Потому-то нам и нелегко отделить эссенциализм от субстанциализма. Мы должны признать, что Поппер отражает широко распространенный взгляд на сущность, когда характеризует ее, как в ранее приведенном пассаже, как «сущность, или “существенную природу” вещей – как реальности, лежащие за видимостями». Это, однако не соответствует позиции Аристотеля: хотя Аристотель и различает свойства и качества, он все-таки относит их к одному уровню реальности; ничто не скрыто, но просто существуют два разных «способа существования»: субстанция существует «в себе», тогда как свойства и качества существуют только в некоторой «субстанции». Но это было онтологическим различением, не слишком приемлемым для тех, кто был чувствителен только к эпистемологическим различениям[26].
То, к чему мы пришли в результате, было в некотором смысле необходимым заключением. Когда мы начинаем когнитивное предприятие касательно чего-то, наша цель – не более (но и не менее) чем установить, «что это такое», сверх того, что мы установили, «что это есть», а также описать, «как оно есть». Но установить относительно некоторого предмета, «что это такое», очевидно, подразумевает определение его сущности (в подлинном и неопороченном смысле, упомянутом выше). Соответственно, мы будем называть это «корректным» понятием сущности. Так что неудивительно, что общая цель всякого полноценного когнитивного предприятия, или стремления к «научному» знанию, как это называли, для Аристотеля и его последователей должна была состоять в познании сущности (не в смысле знания путем ознакомления, а в смысле пропозиционального знания). Это действительно было идеалом «традиционной» науки. Но эта программа оказалась вовлечена в различные исторически объяснимые, но логически необязательные осложнения под влиянием дополнительной нагрузки, которой было отягчено познание сущности. Одной ее частью было требование сорвать с вещи все ее «внешние» свойства, связанные просто со случайным фактом, «что» она там была, а также со столь же случайными способами, «какими» она себя проявляла, чтобы обнаружить «за» этим случайным фасадом, «что» она действительно такое. Ясно, что попытка ухватить сущность содержит большую долю догадок, и эти попытки добиться результатов не могли не приводить к фрустрации[27].
Именно эту интеллектуальную ситуацию Галилей не был готов больше терпеть[28].
Если мы рассмотрим позицию Галилея, мы сразу же увидим, что она была подлинно революционной, поскольку она игнорировала именно то, что было самой сердцевиной научного знания согласно традиционной доктрине, а именно способность схватывать реальную сущность вещей. Галилей не только в своем практическом подходе к исследованию природы, но и в своей сознательной теоретической рефлексии открыто отказывался «посягать на сущность», как видно из следующего фрагмента его третьего письма Марку Вельзеру по поводу пятен на солнце:
В наших рассуждениях мы либо стремимся проникнуть в истинную и внутреннюю сущность субстанций, либо удовлетворяемся знанием некоторых из их свойств (affections). Посягать на сущность я считаю столь же невозможным предприятием применительно к ближайшим природным субстанциям, как и к более отдаленным небесным предметам… Но если мы хотим зафиксировать в наших умах представление о некоторых свойствах вещей, тогда, мне кажется, мы не должны отчаиваться в нашей способности достичь этого относительно отдаленных тел так же, как и относительно близких – и, быть может, в некоторых случаях даже точнее в первом случае, чем во втором[29].

Цель 1: Найдите все строки, где встречается слово «white», и перепишите каждую из них целиком, учитывая регистр букв.
Текст и строки между собой никак не связаны.

Предоставленные строки:
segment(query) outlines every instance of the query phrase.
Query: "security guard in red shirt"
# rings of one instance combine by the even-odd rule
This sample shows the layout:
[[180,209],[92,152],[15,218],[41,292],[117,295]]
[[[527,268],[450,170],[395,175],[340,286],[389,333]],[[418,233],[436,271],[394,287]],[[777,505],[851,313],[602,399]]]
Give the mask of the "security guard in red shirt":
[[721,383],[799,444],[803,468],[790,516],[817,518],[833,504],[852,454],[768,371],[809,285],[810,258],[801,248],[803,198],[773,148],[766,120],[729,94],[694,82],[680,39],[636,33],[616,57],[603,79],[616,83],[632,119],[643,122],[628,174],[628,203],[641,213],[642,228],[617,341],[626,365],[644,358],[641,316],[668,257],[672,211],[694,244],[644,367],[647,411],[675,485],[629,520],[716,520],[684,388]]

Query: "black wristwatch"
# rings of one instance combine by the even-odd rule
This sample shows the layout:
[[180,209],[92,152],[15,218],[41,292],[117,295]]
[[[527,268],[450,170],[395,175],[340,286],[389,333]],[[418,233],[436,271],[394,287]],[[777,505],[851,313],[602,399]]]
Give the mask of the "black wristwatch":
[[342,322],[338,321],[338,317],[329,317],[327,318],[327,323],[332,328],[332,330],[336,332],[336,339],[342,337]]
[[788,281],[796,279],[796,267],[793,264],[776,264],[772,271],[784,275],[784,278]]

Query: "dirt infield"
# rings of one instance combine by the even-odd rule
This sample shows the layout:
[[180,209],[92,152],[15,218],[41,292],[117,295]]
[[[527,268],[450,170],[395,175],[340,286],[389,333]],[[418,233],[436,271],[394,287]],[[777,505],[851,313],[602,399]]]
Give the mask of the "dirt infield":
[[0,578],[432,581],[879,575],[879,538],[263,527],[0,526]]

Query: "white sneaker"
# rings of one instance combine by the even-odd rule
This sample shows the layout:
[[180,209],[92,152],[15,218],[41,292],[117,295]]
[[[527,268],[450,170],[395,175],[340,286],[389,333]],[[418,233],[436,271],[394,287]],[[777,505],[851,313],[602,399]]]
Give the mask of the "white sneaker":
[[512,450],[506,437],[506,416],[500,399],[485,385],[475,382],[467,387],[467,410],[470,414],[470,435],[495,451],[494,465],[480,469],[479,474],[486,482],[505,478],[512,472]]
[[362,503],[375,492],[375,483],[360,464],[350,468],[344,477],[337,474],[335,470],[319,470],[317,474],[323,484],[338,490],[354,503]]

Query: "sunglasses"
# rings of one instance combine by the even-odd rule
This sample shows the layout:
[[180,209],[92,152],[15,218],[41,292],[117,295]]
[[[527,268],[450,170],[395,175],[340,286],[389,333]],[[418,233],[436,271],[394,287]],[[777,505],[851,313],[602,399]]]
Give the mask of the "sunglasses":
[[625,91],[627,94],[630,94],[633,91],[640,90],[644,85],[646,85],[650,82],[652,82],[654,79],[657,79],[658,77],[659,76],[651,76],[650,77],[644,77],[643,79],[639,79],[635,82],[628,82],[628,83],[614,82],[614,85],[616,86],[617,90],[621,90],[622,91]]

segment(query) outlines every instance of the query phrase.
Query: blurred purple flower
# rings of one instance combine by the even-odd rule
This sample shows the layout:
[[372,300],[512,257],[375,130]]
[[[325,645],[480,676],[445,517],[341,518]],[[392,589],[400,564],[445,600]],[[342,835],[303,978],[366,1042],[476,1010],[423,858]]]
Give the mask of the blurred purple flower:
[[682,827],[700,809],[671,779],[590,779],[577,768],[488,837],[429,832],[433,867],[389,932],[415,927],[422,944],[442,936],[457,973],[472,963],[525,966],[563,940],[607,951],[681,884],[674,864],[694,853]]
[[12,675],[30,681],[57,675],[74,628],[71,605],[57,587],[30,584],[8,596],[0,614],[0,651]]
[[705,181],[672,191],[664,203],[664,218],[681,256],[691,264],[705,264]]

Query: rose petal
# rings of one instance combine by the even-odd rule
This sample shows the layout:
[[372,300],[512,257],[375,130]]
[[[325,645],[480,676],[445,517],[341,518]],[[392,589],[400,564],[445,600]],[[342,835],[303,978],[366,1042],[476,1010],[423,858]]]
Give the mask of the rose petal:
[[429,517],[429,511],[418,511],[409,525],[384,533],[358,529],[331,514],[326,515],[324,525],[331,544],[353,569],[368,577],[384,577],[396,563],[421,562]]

Цель 2: Кому, согласно тексту о сущности, Галилей адресовал третье письмо о пятнах на солнце?

Письменный ответ 1:
Query: "white sneaker"
Give the mask of the "white sneaker":

Письменный ответ 2: Марку Вельзеру.